**THE TASK:** Restate the records exactly. Include all of them.

"""

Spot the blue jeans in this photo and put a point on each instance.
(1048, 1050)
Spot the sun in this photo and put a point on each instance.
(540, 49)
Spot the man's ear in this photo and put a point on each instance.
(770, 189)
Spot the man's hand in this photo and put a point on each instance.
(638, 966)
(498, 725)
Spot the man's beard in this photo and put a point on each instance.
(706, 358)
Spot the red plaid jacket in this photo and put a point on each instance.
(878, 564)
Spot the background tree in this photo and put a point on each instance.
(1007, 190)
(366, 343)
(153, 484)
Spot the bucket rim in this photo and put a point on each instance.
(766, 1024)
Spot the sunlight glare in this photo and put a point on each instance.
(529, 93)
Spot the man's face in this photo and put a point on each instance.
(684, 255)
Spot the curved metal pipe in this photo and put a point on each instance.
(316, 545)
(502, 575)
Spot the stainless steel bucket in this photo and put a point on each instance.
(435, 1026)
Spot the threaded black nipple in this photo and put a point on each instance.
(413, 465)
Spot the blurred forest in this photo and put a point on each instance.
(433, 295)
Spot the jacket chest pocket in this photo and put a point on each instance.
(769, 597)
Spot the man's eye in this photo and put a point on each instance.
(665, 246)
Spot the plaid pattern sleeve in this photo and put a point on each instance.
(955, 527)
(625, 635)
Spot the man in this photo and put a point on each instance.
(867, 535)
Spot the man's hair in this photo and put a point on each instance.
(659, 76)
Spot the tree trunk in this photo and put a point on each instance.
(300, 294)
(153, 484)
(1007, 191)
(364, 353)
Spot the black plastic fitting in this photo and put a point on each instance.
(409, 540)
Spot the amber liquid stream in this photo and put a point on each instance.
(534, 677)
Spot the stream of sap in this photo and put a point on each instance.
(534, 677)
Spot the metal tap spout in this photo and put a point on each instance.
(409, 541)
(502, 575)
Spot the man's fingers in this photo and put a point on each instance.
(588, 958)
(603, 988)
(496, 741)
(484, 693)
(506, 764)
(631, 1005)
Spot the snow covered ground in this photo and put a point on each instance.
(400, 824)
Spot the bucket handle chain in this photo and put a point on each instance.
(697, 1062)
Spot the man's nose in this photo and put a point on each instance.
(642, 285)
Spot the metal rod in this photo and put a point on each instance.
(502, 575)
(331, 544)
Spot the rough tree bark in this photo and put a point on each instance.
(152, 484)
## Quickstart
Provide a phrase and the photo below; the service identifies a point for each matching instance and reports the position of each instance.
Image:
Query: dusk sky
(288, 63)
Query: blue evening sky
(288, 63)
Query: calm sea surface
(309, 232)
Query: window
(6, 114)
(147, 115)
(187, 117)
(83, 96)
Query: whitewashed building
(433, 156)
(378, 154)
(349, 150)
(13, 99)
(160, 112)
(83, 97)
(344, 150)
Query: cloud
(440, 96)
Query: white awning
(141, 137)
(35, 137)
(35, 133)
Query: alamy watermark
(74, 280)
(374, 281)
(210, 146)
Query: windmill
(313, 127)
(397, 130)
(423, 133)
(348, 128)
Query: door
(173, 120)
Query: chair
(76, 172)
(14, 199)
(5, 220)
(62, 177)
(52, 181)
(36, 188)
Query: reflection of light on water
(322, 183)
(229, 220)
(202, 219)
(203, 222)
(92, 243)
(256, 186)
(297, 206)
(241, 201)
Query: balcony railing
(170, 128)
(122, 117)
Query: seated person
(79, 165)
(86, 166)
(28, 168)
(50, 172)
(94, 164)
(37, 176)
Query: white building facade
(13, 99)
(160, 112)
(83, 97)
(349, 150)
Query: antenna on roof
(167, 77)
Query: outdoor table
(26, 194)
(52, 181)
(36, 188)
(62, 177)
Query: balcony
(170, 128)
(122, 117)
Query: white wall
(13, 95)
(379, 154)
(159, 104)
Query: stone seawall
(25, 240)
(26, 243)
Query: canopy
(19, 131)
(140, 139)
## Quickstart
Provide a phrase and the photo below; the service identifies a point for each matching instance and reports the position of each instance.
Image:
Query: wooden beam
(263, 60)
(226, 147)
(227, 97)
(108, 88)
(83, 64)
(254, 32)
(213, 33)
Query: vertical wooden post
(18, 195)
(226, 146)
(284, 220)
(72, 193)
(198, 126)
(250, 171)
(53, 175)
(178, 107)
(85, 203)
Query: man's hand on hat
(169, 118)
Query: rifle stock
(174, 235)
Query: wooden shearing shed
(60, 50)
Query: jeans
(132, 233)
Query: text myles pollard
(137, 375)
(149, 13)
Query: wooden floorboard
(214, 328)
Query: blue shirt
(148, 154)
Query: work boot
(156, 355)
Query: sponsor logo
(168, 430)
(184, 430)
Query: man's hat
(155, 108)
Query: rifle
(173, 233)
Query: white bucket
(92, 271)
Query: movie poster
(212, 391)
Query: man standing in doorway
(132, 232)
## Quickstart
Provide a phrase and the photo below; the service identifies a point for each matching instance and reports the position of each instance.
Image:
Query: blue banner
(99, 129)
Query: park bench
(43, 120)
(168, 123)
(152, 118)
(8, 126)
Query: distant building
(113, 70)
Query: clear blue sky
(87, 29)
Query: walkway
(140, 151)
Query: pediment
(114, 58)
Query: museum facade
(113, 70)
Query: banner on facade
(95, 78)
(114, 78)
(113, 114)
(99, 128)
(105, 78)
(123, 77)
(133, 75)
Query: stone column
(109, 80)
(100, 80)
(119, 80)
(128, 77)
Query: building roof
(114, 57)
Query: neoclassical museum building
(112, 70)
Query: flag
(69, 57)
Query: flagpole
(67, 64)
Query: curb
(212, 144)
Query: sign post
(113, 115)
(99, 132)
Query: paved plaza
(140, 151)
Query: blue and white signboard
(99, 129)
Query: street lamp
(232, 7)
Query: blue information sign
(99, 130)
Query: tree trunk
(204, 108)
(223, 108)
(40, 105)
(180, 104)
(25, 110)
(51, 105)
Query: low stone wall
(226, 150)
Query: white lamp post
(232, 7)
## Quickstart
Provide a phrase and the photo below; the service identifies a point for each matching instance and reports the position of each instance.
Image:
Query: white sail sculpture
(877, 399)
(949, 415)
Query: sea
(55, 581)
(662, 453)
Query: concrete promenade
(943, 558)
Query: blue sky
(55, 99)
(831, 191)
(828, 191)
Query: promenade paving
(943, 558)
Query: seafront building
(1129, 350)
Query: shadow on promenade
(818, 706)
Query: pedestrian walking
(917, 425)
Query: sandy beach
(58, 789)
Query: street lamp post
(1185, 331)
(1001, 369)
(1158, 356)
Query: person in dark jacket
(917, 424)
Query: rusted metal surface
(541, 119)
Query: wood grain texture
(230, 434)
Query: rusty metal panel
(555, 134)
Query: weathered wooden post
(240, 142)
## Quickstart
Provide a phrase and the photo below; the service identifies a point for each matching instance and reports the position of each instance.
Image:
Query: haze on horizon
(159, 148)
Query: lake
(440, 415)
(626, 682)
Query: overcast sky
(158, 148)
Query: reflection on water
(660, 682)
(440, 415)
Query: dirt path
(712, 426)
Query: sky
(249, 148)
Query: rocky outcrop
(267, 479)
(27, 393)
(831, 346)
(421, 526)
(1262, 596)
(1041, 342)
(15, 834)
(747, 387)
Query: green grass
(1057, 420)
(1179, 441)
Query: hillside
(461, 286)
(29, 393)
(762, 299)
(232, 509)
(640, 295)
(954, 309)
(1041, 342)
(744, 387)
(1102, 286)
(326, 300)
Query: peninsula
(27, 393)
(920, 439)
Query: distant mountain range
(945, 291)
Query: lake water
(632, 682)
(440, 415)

"""

**WRITTEN ANSWER:**
Spot the blue jeans in this photo and put a point on each instance.
(1048, 1050)
Spot the sun in this photo and put a point on each instance.
(540, 49)
Spot the man's ear in this photo and put a point on each instance.
(770, 189)
Spot the man's hand in this photo and put a point on each instance.
(638, 966)
(498, 725)
Spot the man's beard in this photo and put a point on each instance.
(706, 358)
Spot the red plaid jacket in this photo and put a point on each instance.
(878, 564)
Spot the background tree in this photo and put a point on each instance.
(1007, 190)
(366, 343)
(153, 484)
Spot the bucket rim in this photo and put a point on each instance.
(766, 1024)
Spot the sunlight glare in this photo and put a point on each instance.
(529, 93)
Spot the man's face in this photo and put a point on each instance.
(684, 255)
Spot the curved metal pipe in this photo and put a point on each instance.
(316, 545)
(502, 575)
Spot the stainless steel bucket in this photo and put a point on each instance.
(435, 1026)
Spot the threaded black nipple in this photo and put a point on each instance.
(413, 465)
Spot the blurred forest in this photo and put a point on each instance.
(433, 295)
Spot the jacket chest pocket in this photo and put a point on each instance.
(769, 597)
Spot the man's eye in this photo and put a point on each instance.
(665, 246)
Spot the plaid pattern sleeve in this photo and put a point on each instance.
(955, 527)
(625, 635)
Spot the man in this photo and put a point on each instance.
(867, 535)
Spot the man's hair in this photo and put a point on each instance.
(659, 76)
Spot the tree trunk in this photo and put a point on each instance.
(300, 294)
(153, 484)
(1007, 191)
(364, 353)
Spot the black plastic fitting in this photo and put a point on each instance.
(409, 540)
Spot the amber liquid stream in this photo and put a point on each instance.
(534, 677)
Spot the stream of sap in this photo and put a point on each instance.
(534, 677)
Spot the metal tap spout in this photo and put a point on each instance.
(409, 541)
(502, 575)
Spot the man's fingers in this photo and put a point on each instance.
(588, 958)
(603, 988)
(496, 741)
(484, 693)
(506, 764)
(631, 1005)
Spot the snow covered ground in this photo and put a point on each instance.
(400, 824)
Spot the bucket handle chain in this photo and put a point on each instance.
(697, 1062)
Spot the man's nose in this photo and put a point on each instance.
(642, 285)
Spot the metal rod in this photo and put a point on each instance.
(502, 575)
(331, 544)
Spot the rough tree bark in this photo and put a point on each instance.
(152, 484)
## Quickstart
Provide a phrase and the photo below; the service identifies a point for each matching instance and reports the position of each instance.
Image:
Query: dusk sky
(288, 63)
Query: blue evening sky
(288, 63)
Query: calm sea surface
(309, 232)
Query: window
(6, 114)
(147, 115)
(187, 117)
(83, 96)
Query: whitewashed building
(433, 156)
(378, 154)
(349, 150)
(13, 99)
(160, 112)
(83, 97)
(344, 150)
Query: cloud
(440, 96)
Query: white awning
(141, 137)
(35, 137)
(35, 133)
Query: alamy watermark
(74, 280)
(374, 281)
(210, 146)
Query: windmill
(313, 127)
(397, 130)
(423, 133)
(348, 128)
Query: door
(173, 120)
Query: chair
(76, 172)
(14, 199)
(5, 220)
(62, 177)
(52, 181)
(36, 188)
Query: reflection of light on water
(322, 183)
(229, 220)
(202, 219)
(203, 222)
(92, 243)
(256, 186)
(297, 206)
(241, 201)
Query: balcony railing
(170, 128)
(122, 117)
Query: seated person
(79, 165)
(86, 166)
(28, 168)
(50, 172)
(94, 164)
(37, 176)
Query: white building facade
(13, 99)
(160, 112)
(83, 97)
(349, 150)
Query: antenna on roof
(167, 77)
Query: outdoor table
(26, 194)
(52, 181)
(36, 188)
(62, 177)
Query: balcony
(170, 128)
(122, 117)
Query: white wall
(13, 95)
(379, 154)
(159, 104)
Query: stone seawall
(25, 240)
(26, 243)
Query: canopy
(19, 131)
(140, 139)
## Quickstart
Provide a phrase and the photo below; the service identifies a point for each matching instance and reports the position of each instance.
Image:
Query: wooden beam
(263, 60)
(226, 147)
(227, 97)
(108, 88)
(83, 64)
(254, 32)
(213, 33)
Query: vertical wooden post
(18, 195)
(226, 146)
(284, 220)
(72, 193)
(198, 126)
(250, 171)
(53, 175)
(178, 107)
(85, 203)
Query: man's hand on hat
(169, 118)
Query: rifle stock
(174, 235)
Query: wooden shearing shed
(60, 50)
Query: jeans
(132, 233)
Query: text myles pollard
(137, 375)
(149, 13)
Query: wooden floorboard
(214, 328)
Query: blue shirt
(148, 154)
Query: work boot
(156, 355)
Query: sponsor logo
(168, 430)
(184, 430)
Query: man's hat
(155, 108)
Query: rifle
(173, 233)
Query: white bucket
(92, 271)
Query: movie poster
(212, 391)
Query: man standing in doorway
(132, 232)
## Quickstart
Provide a phrase and the photo below; the service identifies a point for each matching instance and reports the position of each instance.
Image:
Query: blue banner
(99, 129)
Query: park bench
(43, 120)
(168, 123)
(152, 118)
(8, 126)
Query: distant building
(113, 70)
Query: clear blue sky
(87, 29)
Query: walkway
(140, 151)
Query: pediment
(114, 58)
Query: museum facade
(113, 70)
Query: banner on facade
(95, 78)
(114, 78)
(113, 114)
(99, 128)
(105, 78)
(123, 77)
(133, 75)
Query: stone column
(109, 80)
(100, 80)
(119, 80)
(128, 77)
Query: building roof
(114, 57)
Query: neoclassical museum building
(112, 70)
Query: flag
(69, 57)
Query: flagpole
(67, 64)
Query: curb
(212, 144)
Query: sign post
(113, 115)
(99, 132)
Query: paved plaza
(140, 151)
Query: blue and white signboard
(99, 129)
Query: street lamp
(232, 7)
Query: blue information sign
(99, 130)
Query: tree trunk
(204, 108)
(223, 108)
(40, 105)
(180, 104)
(25, 110)
(51, 105)
Query: low stone wall
(226, 150)
Query: white lamp post
(232, 7)
## Quickstart
Provide a phrase and the photo below; the service identifies a point for each matching instance and reports the position of each instance.
Image:
Query: white sail sculpture
(877, 399)
(949, 415)
Query: sea
(55, 581)
(662, 453)
Query: concrete promenade
(943, 558)
Query: blue sky
(55, 99)
(831, 191)
(828, 191)
Query: promenade paving
(943, 558)
Query: seafront building
(1129, 350)
Query: shadow on promenade
(818, 706)
Query: pedestrian walking
(917, 425)
Query: sandy beach
(58, 789)
Query: street lamp post
(1185, 331)
(1001, 369)
(1158, 356)
Query: person in dark jacket
(917, 424)
Query: rusted metal surface
(541, 119)
Query: wood grain texture
(230, 434)
Query: rusty metal panel
(555, 134)
Query: weathered wooden post
(240, 142)
## Quickstart
Provide a phrase and the photo below; the service identifies a point for each matching instance and reports the position of each instance.
Image:
Query: haze on horizon
(159, 148)
Query: lake
(440, 415)
(626, 682)
Query: overcast sky
(158, 148)
Query: reflection on water
(660, 682)
(440, 415)
Query: dirt path
(712, 426)
Query: sky
(249, 148)
Query: rocky outcrop
(267, 479)
(27, 393)
(831, 346)
(421, 526)
(1262, 596)
(1041, 342)
(15, 834)
(747, 387)
Query: green grass
(1057, 420)
(1179, 441)
Query: hillside
(461, 286)
(29, 393)
(762, 299)
(232, 509)
(640, 295)
(954, 309)
(1041, 342)
(744, 387)
(1102, 286)
(326, 300)
Query: peninsula
(27, 393)
(920, 439)
Query: distant mountain range
(945, 291)
Query: lake water
(632, 682)
(440, 415)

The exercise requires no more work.